Excerpt to read →
'''
My kids didn’t grow up with extended family. And so they never experienced big Fourth of July picnics: baked beans and coleslaw and tubs of potato salad swarming with salmonella bacteria; coconut cake and burned-to-a-crisp burgers weighing down makeshift saw horse tables set up the night before under leafy oaks and maples. And they didn’t know about huge galvanized metal tubs with bottles of every kind of soda bobbing up and down in chunks of ice. Or sack races and scavenger hunts and whatever else most people do – or did – at those things.

But we did make memories just the same, grilling hot dogs, eating deviled eggs and s’mores under some scraggly Russian olive tree while our neighbors down the dirt road celebrated with tamales and enchiladas. By nightfall, all the kids were running around waving sparklers.

In New Mexico, schools let out in late May, long for before the Fourth rolls around. So for my kids, the holiday didn’t have the same punch that it did for me. I grew up back east, where schools let out in June and the last few days bordered on torture. The only movement of air was between the open windows and the transom over the door. You were lucky to feel anything except sweat trickling down your back. And then the last day arrived, always a half-day, along with the sayonara Dixie cup ice cream – half chocolate, half vanilla – and tiny wooden spade that left splinters in your tongue.

I didn’t even associate the Fourth of July with American Independence. Not until the fifth or sixth grade, anyway. What I did associate it with was my own independence. The Fourth of July holiday became my very own “end of school” party.

A few years ago I discovered my old report cards in a filing cabinet. The final comments were dated June 23 or 24, or even later, and announced the teacher into whose class I’d been promoted, giving me the rest of the summer to lament the prospect. But on the Fourth of July, it was suddenly summer, and there was no reason to think about history or math problems or homework until after Labor Day. And that was reason enough to celebrate.
'''
Available data →
'''
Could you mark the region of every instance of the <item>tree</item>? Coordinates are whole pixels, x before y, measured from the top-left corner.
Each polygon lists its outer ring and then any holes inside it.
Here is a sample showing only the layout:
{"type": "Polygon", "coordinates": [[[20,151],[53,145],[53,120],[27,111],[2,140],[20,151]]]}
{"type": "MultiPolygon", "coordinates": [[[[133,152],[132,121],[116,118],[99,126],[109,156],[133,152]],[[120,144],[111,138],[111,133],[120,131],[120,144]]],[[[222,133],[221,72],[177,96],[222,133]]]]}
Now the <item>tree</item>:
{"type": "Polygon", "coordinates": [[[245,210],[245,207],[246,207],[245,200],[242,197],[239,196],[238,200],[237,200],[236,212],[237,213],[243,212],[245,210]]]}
'''
Study questions →
[a] Answer these about the Fourth of July essay:
(i) What did the neighbors down the dirt road celebrate with?
(ii) When do schools let out in New Mexico?
(iii) What dates did the final comments on the old report cards carry?
[b] Carry on the Fourth of July essay from its last sentence.
The records aren't needed for anything here.

Responses for each task →
[a]
(i) Tamales and enchiladas.
(ii) In late May.
(iii) June 23 or 24, or even later.

[b]
Early on the morning of the Fourth, my father would take me to an ice factory called Arctic Circle, where he bought a few blocks of dry ice wrapped in butcher paper and set them in the trunk. The dry ice would keep the tub of sodas cold all afternoon.

He’d squeeze his lips into an impatient line and warn, “Don’t touch that! It’ll freeze your fingers right off.”

It’s one of the only memories I have of my father taking me anywhere, just him and me.

The picnic would be at a relative’s house, usually in a country setting. We never had picnics at our house. Probably because my parents didn’t think we had a good spot for one. We lived between two perpetually angry neighbors: on one side, a German piano tuner who my father swore celebrated Hitler’s birthday. On the other side was a retired railroad engineer, an old man when my father was a kid. Chester confiscated balls – baseballs, footballs, soccer balls, tennis balls – only to slink onto our porch on Christmas Eve and hand them back as presents. If you stepped over the property line they grimaced and batted the air with the backs of their hands.

Good folks, the kind you want to sit around and play canasta with.

After arriving at the picnic in fresh cotton shorts and sleeveless blouse I placed my chair close enough to the tub so that I could reach in and grab another pop without notice. Soda was a treat. My goal was to down one of each flavor: root beer, cream, orange, Coke, Yoo-Hoo, ginger ale, grape (my least favorite), and others that I can’t recall but probably drank anyway. I spaced my soda consumption throughout the afternoon, in between hot dogs and handfuls of potato chips. And I got away with it.

In those days children were basically ignored unless they said something disrespectful. Your hair had to be on fire or a foot caught in the lawnmower before anyone took pity.

By the time the lightning bugs came out we were back home and down at the bottom of our street waiting for the fireworks. Neighbors set up lawn chairs and craned their necks in the direction of state fair grounds. We could hear the announcer’s voice blasting over the PA system, alive with animation and completely unintelligible. After the special displays that took place on the ground, which we were unable to see from three-quarters of a mile, the big fireworks started. Rockets whistled high in the night sky and exploded with peels of color. “Pop! Pop, pop!”

fireworks

Everyone oohed and aahed.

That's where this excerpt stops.